Task description >> Every line of the data below needs to be reproduced exactly.

(Collected data entries)
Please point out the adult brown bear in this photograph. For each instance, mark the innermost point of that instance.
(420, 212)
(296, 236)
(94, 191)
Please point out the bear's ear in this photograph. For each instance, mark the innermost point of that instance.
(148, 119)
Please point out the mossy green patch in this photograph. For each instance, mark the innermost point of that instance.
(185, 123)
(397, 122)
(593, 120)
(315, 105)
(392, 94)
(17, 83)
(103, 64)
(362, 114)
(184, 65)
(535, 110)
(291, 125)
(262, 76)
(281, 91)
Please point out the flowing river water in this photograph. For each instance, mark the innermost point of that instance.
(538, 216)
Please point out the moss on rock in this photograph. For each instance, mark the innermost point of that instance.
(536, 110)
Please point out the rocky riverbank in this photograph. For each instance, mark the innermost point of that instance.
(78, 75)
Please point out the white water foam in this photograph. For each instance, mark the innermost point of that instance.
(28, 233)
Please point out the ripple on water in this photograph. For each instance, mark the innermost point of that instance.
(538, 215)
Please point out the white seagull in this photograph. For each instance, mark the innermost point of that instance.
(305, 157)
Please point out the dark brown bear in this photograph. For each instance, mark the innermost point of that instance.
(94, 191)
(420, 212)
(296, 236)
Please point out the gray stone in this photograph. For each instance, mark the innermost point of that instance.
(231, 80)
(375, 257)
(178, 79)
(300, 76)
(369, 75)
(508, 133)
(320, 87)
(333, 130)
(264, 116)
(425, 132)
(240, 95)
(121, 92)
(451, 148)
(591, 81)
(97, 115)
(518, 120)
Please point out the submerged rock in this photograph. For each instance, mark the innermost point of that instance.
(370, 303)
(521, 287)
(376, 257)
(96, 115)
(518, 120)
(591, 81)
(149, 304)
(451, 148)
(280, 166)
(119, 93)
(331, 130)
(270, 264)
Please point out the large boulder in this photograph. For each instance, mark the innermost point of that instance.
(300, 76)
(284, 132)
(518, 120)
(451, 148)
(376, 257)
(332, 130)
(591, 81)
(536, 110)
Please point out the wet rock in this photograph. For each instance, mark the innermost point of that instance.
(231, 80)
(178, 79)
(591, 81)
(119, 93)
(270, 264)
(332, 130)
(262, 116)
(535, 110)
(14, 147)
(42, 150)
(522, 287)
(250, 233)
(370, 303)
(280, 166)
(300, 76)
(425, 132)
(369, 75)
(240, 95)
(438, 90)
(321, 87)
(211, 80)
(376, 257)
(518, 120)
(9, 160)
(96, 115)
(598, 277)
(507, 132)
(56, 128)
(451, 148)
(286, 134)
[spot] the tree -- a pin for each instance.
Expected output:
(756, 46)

Solved exercise >>
Please point out the adult brown bear in this photograph. For each instance, mark the innermost point of that instance.
(420, 212)
(296, 236)
(94, 191)
Please point out the bear's ear in this photograph. For each instance, mark the innermost point of that instance.
(148, 119)
Please point out the mossy green patch in this photograph. For each instance, mark the innermost point of that instance.
(185, 123)
(397, 122)
(593, 120)
(315, 105)
(392, 94)
(17, 83)
(103, 64)
(362, 114)
(184, 65)
(535, 110)
(291, 125)
(262, 76)
(281, 91)
Please point out the flowing river water in this photograph. For each instance, mark the innermost point of that instance.
(538, 216)
Please point out the moss on rock in this photograph. For each instance, mark the innermost point of that instance.
(536, 110)
Please point out the rocky riverbank in this photograph. For each instance, mark the innermost point of that instance.
(78, 75)
Please point out the white water foam in this photograph. For each instance, mark the innermost point of that instance.
(28, 233)
Please point out the ripple on water in this photograph. For each instance, mark the innermost point of that instance.
(538, 215)
Please point out the white seagull in this photograph. For each instance, mark the innermost point of that instance.
(305, 157)
Please point out the dark brown bear in this photograph. For each instance, mark the innermost point of that instance.
(94, 191)
(420, 212)
(296, 236)
Please point out the gray stone in this photograph. For each instance, mark the innermost point of that instance.
(231, 80)
(375, 257)
(178, 79)
(300, 76)
(369, 75)
(508, 133)
(320, 87)
(333, 130)
(264, 116)
(425, 132)
(240, 95)
(121, 92)
(451, 148)
(591, 81)
(97, 115)
(518, 120)
Please point out the submerged rock in this photograph. For each instance, mark the innermost point of that instance.
(370, 303)
(521, 287)
(376, 257)
(96, 115)
(518, 120)
(591, 81)
(149, 304)
(451, 148)
(280, 166)
(119, 93)
(331, 130)
(270, 264)
Please point out the large boulder in this photograph. For each instance, mark the innermost point of that instance.
(300, 76)
(284, 132)
(518, 120)
(451, 148)
(376, 257)
(332, 130)
(591, 81)
(536, 110)
Please point out the wet rock in this photograph. For each instance, mark the innermost point of that instance.
(231, 80)
(178, 79)
(591, 81)
(119, 93)
(270, 264)
(332, 130)
(262, 116)
(535, 110)
(14, 147)
(42, 150)
(522, 287)
(250, 233)
(370, 303)
(280, 166)
(300, 76)
(425, 132)
(369, 75)
(240, 95)
(438, 90)
(321, 87)
(211, 80)
(376, 257)
(518, 120)
(9, 160)
(96, 115)
(598, 277)
(507, 132)
(56, 128)
(451, 148)
(286, 134)
[spot] the tree -- a pin for each instance.
Expected output:
(756, 46)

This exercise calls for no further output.